* WHAT IS ASKED
Using the md-cache improvements post below, decide whether each statement agrees with it, answering yes or no and quoting the words that settle it. (a) The writer is sure that an inode invalidation purges dentries in the kernel. (b) After the fuse invalidation thread terminates, it is not re-spawned. (c) When an application writes to a file, the dentry cache should be invalidated.

* SOURCE PASSAGE

────────────────────

Re: md-cache improvements

[Date Prev][Date Next][Thread Prev][Thread Next][Date Index][Thread Index]

 





On Thu, Aug 11, 2016 at 9:31 AM, Raghavendra G <raghavendra@xxxxxxxxxxx> wrote:
Couple of more areas to explore:
1. purging kernel dentry and/or page-cache too. Because of patch [1], upcall notification can result in a call to inode_invalidate, which results in an "invalidate" notification to fuse kernel module. While I am sure that, this notification will purge page-cache from kernel, I am not sure about dentries. I assume if an inode is invalidated, it should result in a lookup (from kernel to glusterfs). But neverthless, we should look into differences between entry_invalidation and inode_invalidation and harness them appropriately.

2. Granularity of invalidation. For eg., We shouldn't be purging page-cache in kernel, because of a change in xattr used by an xlator (eg., dht layout xattr). We have to make sure that [1] is handling this. We need to add more granularity into invaldation (like internal xattr invalidation, user xattr invalidation, entry invalidation in kernel, page-cache invalidation in kernel, attribute/stat invalidation in kernel etc) and use them judiciously, while making sure other cached data remains to be present.

To stress the importance of this point, it should be noted that with tier there can be constant migration of files, which can result in spurious (from perspective of application) invalidations, even though application is not doing any writes on files [2][3][4]. Also, even if application is writing to file, there is no point in invalidating dentry cache. We should explore more ways to solve [2][3][4].

3. We've a long standing issue of spurious termination of fuse invalidation thread. Since after termination, the thread is not re-spawned, we would not be able to purge kernel entry/attribute/page-cache. This issue was touched upon during a discussion [5], though we didn't solve the problem then for lack of bandwidth. Csaba has agreed to work on this issue.

────────────────────

* PROVIDED MATERIAL
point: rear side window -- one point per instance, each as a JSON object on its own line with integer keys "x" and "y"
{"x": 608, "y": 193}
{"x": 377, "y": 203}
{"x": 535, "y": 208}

────────────────────

* RESPONSE TO THE TASK
(a) No: "I am not sure about dentries."
(b) Yes: "Since after termination, the thread is not re-spawned"
(c) No: "even if application is writing to file, there is no point in invalidating dentry cache."